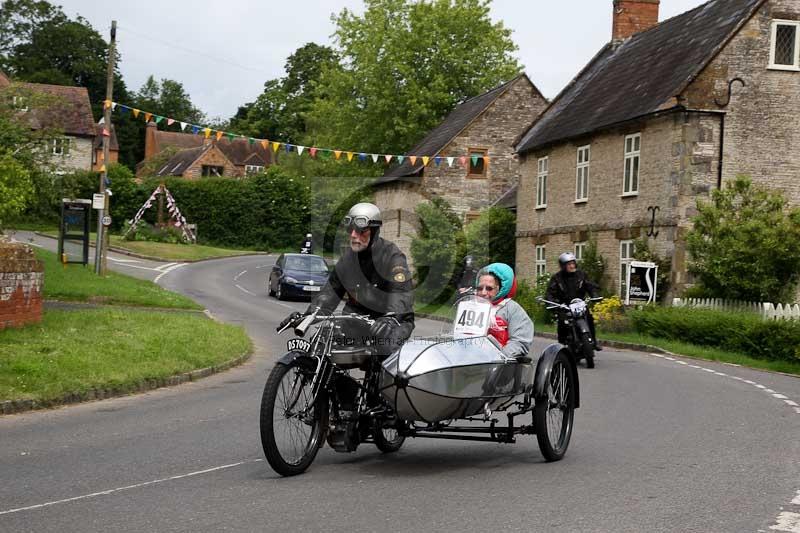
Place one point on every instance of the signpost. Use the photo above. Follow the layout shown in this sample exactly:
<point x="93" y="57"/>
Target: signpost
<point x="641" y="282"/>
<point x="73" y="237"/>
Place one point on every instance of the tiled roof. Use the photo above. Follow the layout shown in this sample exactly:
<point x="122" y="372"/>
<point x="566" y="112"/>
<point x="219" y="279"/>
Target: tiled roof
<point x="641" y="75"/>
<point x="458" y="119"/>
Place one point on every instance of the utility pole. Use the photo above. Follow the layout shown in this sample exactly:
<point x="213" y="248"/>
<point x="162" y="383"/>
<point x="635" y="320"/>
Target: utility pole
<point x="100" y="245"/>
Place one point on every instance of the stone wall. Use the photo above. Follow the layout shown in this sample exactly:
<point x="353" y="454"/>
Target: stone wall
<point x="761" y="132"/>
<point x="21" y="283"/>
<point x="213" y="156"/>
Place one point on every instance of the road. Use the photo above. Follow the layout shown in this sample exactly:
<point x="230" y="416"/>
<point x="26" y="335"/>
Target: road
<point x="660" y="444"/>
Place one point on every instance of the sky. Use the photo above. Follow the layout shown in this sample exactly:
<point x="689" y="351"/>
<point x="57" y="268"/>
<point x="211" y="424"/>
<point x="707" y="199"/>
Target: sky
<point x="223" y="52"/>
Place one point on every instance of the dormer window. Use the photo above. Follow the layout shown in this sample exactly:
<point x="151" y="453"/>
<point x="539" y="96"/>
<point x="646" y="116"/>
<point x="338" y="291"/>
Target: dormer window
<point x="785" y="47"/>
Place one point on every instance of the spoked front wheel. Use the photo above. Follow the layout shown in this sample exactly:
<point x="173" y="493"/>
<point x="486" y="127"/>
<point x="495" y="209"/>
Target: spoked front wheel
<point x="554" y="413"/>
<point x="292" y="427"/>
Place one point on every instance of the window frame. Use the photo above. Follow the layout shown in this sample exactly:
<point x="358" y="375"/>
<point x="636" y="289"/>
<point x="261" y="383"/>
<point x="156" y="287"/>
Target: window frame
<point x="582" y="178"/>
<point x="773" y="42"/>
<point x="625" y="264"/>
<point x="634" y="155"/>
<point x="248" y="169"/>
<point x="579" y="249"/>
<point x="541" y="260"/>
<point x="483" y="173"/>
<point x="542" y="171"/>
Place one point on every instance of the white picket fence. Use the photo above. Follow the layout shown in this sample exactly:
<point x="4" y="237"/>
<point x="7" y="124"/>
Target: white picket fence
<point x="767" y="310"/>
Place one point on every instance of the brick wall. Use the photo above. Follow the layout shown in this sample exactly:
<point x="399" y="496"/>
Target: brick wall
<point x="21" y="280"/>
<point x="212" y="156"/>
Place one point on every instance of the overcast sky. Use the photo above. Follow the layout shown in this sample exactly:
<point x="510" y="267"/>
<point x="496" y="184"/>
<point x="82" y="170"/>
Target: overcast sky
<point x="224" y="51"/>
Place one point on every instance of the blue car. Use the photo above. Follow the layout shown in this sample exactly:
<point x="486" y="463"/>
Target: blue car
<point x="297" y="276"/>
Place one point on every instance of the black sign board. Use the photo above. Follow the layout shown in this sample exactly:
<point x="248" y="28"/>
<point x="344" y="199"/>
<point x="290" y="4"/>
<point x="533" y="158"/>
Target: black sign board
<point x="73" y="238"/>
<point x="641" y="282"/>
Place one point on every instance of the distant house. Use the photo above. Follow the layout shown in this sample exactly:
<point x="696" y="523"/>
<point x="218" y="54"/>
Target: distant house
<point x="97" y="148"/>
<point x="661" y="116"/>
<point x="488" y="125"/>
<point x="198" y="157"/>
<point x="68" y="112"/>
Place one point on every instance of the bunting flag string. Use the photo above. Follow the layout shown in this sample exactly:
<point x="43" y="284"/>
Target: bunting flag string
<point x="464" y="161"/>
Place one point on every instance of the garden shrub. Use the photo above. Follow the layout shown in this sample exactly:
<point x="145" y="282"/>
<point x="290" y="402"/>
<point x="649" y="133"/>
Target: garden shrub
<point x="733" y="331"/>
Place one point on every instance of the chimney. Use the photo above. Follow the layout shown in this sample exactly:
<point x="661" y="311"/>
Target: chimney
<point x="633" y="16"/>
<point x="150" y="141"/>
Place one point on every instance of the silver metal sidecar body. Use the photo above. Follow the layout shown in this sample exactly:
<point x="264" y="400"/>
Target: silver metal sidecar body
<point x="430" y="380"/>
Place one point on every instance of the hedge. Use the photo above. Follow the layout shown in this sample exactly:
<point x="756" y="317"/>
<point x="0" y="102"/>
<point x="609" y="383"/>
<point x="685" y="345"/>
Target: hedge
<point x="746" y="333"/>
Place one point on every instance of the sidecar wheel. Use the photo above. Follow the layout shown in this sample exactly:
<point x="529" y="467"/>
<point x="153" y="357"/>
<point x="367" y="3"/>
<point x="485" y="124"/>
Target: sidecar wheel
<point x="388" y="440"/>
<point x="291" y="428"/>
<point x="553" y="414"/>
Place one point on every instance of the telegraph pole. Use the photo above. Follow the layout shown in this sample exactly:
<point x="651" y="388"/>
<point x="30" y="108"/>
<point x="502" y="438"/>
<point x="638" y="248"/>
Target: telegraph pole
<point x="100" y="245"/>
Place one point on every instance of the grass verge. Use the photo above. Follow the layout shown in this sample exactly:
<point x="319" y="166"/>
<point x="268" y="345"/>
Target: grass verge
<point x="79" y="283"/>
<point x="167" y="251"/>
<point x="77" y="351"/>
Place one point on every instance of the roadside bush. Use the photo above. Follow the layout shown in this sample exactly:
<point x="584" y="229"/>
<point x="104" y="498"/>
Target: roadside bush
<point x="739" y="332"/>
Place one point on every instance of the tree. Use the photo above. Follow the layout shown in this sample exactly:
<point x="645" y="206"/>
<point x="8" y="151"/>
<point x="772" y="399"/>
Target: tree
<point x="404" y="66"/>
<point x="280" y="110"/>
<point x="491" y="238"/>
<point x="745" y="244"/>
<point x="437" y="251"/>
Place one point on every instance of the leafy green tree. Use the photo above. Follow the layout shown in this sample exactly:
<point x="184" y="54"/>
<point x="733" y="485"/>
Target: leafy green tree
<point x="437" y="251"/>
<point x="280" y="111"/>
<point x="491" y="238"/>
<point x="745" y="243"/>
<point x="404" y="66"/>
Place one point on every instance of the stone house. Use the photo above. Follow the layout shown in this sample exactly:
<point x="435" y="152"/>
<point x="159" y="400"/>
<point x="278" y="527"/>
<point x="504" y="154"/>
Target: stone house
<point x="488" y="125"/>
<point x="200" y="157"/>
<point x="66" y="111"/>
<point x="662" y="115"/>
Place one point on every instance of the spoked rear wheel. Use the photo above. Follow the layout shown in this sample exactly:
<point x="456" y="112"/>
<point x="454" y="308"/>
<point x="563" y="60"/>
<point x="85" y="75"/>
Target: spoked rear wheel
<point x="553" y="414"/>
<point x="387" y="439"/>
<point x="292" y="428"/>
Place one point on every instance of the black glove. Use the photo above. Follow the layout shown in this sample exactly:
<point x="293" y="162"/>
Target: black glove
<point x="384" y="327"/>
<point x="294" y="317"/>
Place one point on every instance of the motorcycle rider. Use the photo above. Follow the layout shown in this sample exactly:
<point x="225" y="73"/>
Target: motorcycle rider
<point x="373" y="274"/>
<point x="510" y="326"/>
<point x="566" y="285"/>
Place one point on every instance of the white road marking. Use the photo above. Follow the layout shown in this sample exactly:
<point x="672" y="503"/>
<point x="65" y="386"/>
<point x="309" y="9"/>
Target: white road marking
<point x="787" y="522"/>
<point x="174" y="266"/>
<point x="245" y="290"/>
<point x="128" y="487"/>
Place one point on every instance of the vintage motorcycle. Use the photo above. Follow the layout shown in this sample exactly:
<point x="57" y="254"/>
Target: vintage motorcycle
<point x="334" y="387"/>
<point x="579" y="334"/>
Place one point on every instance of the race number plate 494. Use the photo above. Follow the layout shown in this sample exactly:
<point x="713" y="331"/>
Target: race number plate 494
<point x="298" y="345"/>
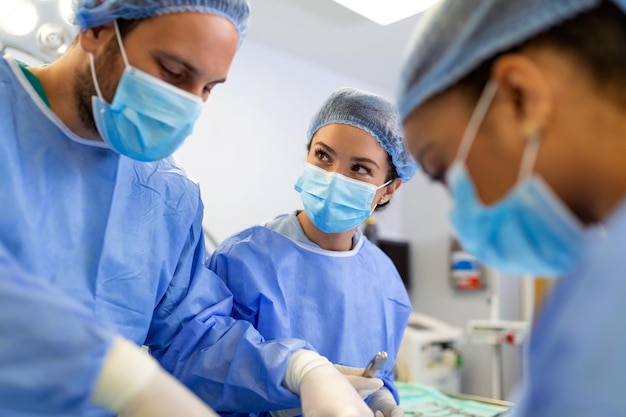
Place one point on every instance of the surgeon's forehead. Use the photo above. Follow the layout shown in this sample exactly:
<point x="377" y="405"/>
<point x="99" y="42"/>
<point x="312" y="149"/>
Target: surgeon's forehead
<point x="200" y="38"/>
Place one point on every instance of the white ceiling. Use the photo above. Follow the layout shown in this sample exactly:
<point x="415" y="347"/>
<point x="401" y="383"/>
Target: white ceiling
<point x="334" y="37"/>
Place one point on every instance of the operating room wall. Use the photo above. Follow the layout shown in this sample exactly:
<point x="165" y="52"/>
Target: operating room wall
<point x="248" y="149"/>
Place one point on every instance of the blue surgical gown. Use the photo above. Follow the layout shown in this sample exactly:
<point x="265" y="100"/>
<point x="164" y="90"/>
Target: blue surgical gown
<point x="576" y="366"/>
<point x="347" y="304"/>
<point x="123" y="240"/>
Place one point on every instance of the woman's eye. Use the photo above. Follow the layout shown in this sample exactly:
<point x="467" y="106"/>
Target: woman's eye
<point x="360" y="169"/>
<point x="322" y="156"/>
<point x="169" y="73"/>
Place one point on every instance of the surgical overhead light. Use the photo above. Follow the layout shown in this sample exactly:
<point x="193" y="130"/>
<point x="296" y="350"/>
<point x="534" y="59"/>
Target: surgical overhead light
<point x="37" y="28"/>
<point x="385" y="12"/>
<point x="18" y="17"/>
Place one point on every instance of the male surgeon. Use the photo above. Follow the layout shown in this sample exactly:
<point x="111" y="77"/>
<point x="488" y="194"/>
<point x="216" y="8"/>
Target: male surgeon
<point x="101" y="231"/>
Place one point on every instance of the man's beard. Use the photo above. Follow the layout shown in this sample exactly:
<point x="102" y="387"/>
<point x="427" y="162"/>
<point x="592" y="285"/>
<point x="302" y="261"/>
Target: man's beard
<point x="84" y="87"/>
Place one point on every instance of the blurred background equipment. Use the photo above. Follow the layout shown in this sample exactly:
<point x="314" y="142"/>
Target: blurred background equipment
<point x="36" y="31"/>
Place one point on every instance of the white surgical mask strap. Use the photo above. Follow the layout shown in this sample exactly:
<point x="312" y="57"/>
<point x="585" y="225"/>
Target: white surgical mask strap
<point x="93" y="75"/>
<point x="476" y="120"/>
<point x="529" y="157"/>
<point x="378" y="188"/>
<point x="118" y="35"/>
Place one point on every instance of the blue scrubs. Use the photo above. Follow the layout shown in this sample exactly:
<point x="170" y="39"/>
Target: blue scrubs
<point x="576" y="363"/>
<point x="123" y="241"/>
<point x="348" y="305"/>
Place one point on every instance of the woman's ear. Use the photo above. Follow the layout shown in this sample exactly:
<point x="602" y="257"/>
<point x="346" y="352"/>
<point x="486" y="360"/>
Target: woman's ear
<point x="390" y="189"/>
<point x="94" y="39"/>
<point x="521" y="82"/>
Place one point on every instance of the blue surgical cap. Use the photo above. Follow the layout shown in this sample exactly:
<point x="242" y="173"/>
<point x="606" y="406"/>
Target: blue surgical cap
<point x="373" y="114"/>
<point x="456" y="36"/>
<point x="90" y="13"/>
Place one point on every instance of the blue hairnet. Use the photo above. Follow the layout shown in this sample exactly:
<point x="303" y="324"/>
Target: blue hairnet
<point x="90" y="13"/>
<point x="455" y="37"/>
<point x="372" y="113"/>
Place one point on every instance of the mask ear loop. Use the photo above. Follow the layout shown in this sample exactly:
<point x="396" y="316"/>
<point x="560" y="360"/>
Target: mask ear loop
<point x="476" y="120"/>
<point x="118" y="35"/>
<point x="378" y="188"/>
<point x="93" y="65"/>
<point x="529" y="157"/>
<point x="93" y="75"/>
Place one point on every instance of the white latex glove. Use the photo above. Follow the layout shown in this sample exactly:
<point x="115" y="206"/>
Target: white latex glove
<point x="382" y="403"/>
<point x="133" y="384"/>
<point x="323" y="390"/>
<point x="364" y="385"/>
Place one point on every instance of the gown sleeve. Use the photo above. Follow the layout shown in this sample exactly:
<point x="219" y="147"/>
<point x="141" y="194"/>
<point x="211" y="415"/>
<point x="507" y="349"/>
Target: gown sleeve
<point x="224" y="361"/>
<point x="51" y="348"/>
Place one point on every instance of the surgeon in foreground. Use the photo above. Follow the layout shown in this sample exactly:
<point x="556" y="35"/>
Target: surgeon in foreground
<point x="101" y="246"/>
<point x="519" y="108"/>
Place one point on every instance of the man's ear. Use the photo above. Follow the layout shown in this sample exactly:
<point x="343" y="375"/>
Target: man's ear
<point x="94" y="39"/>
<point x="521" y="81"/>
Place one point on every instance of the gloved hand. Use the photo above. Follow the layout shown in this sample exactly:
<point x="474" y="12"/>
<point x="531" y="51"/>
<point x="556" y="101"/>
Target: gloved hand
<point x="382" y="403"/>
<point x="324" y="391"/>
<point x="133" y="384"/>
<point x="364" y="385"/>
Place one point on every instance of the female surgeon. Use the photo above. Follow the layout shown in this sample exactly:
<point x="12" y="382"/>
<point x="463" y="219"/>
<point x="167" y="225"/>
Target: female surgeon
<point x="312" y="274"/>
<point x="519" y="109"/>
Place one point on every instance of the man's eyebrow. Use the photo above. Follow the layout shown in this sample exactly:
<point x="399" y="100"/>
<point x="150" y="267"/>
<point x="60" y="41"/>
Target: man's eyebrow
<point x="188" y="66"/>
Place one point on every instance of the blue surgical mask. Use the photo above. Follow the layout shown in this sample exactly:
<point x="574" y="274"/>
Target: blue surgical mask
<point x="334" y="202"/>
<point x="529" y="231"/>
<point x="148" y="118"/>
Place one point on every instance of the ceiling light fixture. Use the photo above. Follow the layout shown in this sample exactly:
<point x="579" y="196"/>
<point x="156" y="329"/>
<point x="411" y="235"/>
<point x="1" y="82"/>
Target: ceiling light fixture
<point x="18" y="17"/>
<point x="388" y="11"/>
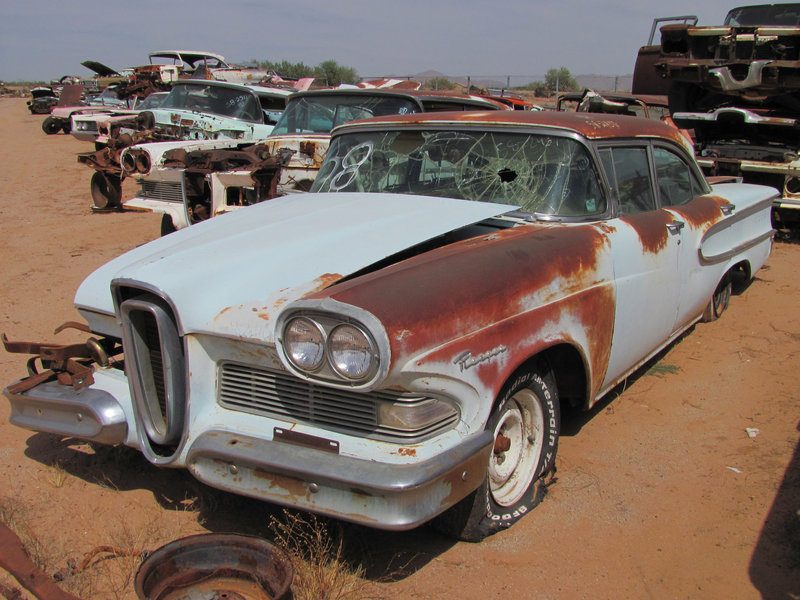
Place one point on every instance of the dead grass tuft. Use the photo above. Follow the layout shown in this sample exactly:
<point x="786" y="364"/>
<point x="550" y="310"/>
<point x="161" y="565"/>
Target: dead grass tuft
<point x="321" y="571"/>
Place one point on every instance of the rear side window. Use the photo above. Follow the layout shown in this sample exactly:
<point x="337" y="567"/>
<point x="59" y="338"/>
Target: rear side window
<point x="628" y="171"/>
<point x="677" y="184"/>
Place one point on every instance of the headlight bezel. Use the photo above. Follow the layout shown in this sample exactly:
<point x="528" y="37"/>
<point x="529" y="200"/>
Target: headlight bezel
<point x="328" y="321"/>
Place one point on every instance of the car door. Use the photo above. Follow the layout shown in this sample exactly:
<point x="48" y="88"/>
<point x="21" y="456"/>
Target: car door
****
— TASK DESCRIPTION —
Reproduce word for word the lines above, beginning with the line containing "Place one point on every instance of the car" and continuing through the end of the material.

— ANSWER TO THE EXERCISE —
Place one point on every instance of the car door. Use the photo above. Follow the layout shown in this sample exactly:
<point x="48" y="88"/>
<point x="21" y="456"/>
Target: car door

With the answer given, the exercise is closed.